> _PROBLEM REQUIREMENTS_
These records need to be repeated exactly, every one of them.

> _DATA RECORDS_
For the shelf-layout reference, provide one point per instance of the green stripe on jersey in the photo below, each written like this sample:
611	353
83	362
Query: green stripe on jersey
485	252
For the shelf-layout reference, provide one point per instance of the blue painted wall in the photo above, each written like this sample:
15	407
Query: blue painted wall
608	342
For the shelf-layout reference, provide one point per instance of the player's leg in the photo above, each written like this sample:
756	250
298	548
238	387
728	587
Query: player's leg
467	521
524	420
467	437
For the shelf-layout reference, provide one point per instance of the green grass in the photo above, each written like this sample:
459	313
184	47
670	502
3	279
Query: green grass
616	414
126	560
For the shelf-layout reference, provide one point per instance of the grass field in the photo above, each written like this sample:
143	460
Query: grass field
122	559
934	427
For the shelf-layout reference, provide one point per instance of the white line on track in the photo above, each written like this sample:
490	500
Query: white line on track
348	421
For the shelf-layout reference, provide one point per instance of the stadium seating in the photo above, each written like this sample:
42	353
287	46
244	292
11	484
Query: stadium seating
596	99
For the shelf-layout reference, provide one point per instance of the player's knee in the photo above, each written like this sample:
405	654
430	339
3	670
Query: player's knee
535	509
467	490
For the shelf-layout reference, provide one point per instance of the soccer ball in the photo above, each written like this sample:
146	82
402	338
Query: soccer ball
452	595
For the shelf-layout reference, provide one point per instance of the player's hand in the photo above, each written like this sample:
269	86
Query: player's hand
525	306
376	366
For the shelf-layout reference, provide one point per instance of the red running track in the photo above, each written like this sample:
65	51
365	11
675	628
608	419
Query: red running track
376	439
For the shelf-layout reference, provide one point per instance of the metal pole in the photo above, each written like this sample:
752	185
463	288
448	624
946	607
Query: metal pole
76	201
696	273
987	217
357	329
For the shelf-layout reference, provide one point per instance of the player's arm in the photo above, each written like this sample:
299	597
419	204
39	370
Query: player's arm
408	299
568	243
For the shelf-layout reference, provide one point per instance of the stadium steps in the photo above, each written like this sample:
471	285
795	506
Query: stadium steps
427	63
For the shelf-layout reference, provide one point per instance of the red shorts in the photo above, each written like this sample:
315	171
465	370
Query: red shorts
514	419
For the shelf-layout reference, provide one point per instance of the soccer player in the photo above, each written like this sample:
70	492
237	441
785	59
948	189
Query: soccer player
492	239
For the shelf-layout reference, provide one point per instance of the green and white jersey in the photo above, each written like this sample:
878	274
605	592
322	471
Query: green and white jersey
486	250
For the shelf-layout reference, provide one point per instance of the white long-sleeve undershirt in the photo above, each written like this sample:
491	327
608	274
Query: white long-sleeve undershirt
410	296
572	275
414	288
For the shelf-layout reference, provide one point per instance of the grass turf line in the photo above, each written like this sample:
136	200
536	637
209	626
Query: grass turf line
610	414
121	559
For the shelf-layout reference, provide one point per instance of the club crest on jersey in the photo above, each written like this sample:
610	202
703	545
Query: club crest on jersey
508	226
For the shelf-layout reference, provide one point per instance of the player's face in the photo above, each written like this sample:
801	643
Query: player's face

> _RESPONSE BOX_
For the shelf-layout reference, provide one point per instance of the green stripe on jersey in the photo below, each written like this sample:
611	353
83	362
Query: green stripe on jersey
485	252
For the shelf-layout reference, provide one point per instance of the blue painted wall in the photo above, each written like this sample:
15	407
Query: blue painted wall
608	342
For the shelf-layout reference, provide one point per instance of the player's leg in the photo above, each written like this sample:
756	250
298	548
238	387
728	587
Query: player's leg
467	521
524	420
467	437
For the shelf-layout reference, provide one point per instance of the green grass in the photo above, each written like this sample:
459	313
184	47
670	502
3	279
Query: green grass
616	414
126	560
For the shelf-layout reference, provide one point per instance of the grass field in the photo above, each written like this sample:
143	460
Query: grass field
122	559
934	427
For the shelf-layout reference, provide one point per instance of the white line on track in the photo above, each written like this sample:
490	500
Query: white line on track
348	421
For the shelf-layout reference, provide one point per instance of the stadium seating in the photo above, each written like this sample:
42	353
287	46
244	292
11	484
Query: stadium seating
596	99
For the shelf-layout reference, provide one point per instance of the player's knee in the photo above, each written like this sample:
405	654
430	339
3	670
Query: player's knee
535	509
467	490
For the shelf-layout reference, provide one point per instance of the soccer ball in the photo above, each written like this sample:
146	82
402	338
Query: soccer ball
452	595
For the shelf-layout reference, provide one point per instance of the player's hand in the photo above, each written like this sample:
269	86
Query: player's hand
525	306
376	366
For the shelf-layout reference, provide one point per instance of the red running track in the photo above, each written like this sample:
65	51
365	11
675	628
608	419
Query: red running track
376	439
For the shelf-layout reference, provide one point per instance of the metal pole in the photo above, each written like this sample:
752	185
463	288
448	624
946	607
Query: metal pole
76	201
696	273
987	217
357	329
For the shelf-layout reference, provide one point per instance of the player's arm in the photo above, each written like this sample:
299	597
419	204
39	370
Query: player's arm
408	299
568	243
For the shelf-layout reference, provide one point per instance of the stadium steps in the photo above, each written like this sample:
471	285
795	506
Query: stadium steps
427	63
For the shelf-layout reference, provide one point per instance of the red shorts in the photo above, each written like this sample:
315	171
465	370
Query: red shorts
514	419
For the shelf-layout reference, provide one point per instance of the soccer player in the photo above, each written like this sample:
70	492
237	441
785	59
948	189
Query: soccer player
492	239
For the shelf-layout reference, provide one point per instance of the green and white jersey in the photo above, each written like this sample:
878	274
605	592
322	471
Query: green and white jersey
486	250
For the shelf-layout reference, provide one point per instance of the white long-sleeve undershirt in the photo above, each written like this sample:
491	327
608	274
Query: white long-sleeve undershirt
410	296
572	275
414	288
For the shelf-layout reference, provide one point per instance of the grass turf line in the photo above, each written like this sample:
136	200
536	637
209	626
Query: grass turf line
610	414
121	559
For the shelf-layout reference, provide one point per instance of the club crest on jersey in the photo above, each written like this sample:
610	202
703	545
Query: club crest on jersey
508	226
For the shelf-layout reference, provide one point per instance of the player's face in the photo above, each written like this sample:
801	643
Query: player's face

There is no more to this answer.